→ Given request: Please render the entries in the part that opens with the line containing "UI grounding task — the element to locate is the police" and closes with the line containing "[1245,227,1263,358]" as a two-column CSV with the headers entry and answer. Give one row per entry, with each field in double quotes and any line breaks replaced by spaces.

Entries for labeling bounding boxes:
----------------------------------------
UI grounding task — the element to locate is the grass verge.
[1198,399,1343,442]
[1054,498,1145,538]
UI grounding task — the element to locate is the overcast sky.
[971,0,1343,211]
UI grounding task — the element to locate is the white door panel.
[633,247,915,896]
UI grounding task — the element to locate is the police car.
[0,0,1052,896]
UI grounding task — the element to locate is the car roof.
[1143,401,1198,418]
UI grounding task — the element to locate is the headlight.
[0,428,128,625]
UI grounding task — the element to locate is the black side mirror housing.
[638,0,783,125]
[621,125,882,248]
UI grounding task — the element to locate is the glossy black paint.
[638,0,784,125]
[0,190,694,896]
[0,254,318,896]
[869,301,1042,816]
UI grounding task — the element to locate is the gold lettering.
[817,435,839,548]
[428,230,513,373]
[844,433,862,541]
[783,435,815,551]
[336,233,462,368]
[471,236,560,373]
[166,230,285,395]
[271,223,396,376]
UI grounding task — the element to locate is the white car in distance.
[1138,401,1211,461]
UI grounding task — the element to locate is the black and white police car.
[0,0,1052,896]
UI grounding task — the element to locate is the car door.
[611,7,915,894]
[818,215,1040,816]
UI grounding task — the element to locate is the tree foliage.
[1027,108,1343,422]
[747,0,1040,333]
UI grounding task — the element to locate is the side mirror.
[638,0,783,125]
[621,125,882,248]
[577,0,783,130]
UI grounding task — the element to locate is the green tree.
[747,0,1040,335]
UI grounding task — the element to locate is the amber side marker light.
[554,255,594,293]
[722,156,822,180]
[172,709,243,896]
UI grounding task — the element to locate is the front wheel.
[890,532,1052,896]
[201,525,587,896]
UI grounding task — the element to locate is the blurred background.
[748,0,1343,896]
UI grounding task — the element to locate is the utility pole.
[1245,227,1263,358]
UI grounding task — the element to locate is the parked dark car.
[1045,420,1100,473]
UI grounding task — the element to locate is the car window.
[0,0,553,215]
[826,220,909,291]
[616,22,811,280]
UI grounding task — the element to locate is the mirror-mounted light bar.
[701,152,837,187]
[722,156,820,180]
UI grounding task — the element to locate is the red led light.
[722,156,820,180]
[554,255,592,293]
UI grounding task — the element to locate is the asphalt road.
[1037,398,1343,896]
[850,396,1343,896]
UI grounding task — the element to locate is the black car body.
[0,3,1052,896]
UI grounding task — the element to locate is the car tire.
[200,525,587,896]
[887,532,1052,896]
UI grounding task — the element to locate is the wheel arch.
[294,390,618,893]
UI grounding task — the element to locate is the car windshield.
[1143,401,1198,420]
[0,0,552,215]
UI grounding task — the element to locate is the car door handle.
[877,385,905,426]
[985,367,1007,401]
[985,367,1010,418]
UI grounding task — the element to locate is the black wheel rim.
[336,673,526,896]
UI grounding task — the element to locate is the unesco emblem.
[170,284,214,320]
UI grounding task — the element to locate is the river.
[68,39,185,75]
----------------------------------------
→ Solution below:
entry,answer
"UI grounding task — the element to locate is the police car.","[0,0,1052,896]"
"UI grounding task — the element to locate is the car roof.","[1143,401,1198,418]"
"UI grounding task — the element to locate is the headlight.","[0,428,128,625]"
"UI grounding task — the element to locate is the black side mirror housing.","[638,0,783,125] [621,125,882,248]"
"UI grounding task — the element to locate is the glossy black paint.","[638,0,784,125] [0,190,694,896] [0,254,318,896] [869,301,1042,816]"
"UI grounding task — the element to locate is the gold lettering.","[817,435,839,548] [428,230,513,373] [844,433,862,541] [783,435,815,551] [336,233,462,368] [471,236,560,373] [166,230,285,395] [271,223,396,376]"
"UI grounding task — the element to locate is the white car in distance.","[1138,401,1211,461]"
"UI grounding task — the element to locate is the black and white police car.","[0,0,1052,896]"
"UI grounding task — the element to locate is the car door.","[611,7,915,894] [818,215,1040,816]"
"UI grounding task — the element to locate is the tree foliage.","[1027,108,1343,422] [747,0,1040,333]"
"UI grounding task — the element to locate is the side mirror.","[638,0,783,125] [621,125,882,248] [577,0,783,130]"
"UI grounding task — the element to locate is the green tree.","[747,0,1040,335]"
"UI grounding task — the element to locate is the amber side marker light.","[554,255,594,293] [722,156,822,180] [172,709,243,896]"
"UI grounding task — the element to locate is the front wheel.","[890,532,1052,896] [201,525,587,896]"
"UI grounding task — the element to locate is the blurred background.","[748,0,1343,896]"
"UI grounding task — the element to locate is the utility pole.","[1245,227,1263,358]"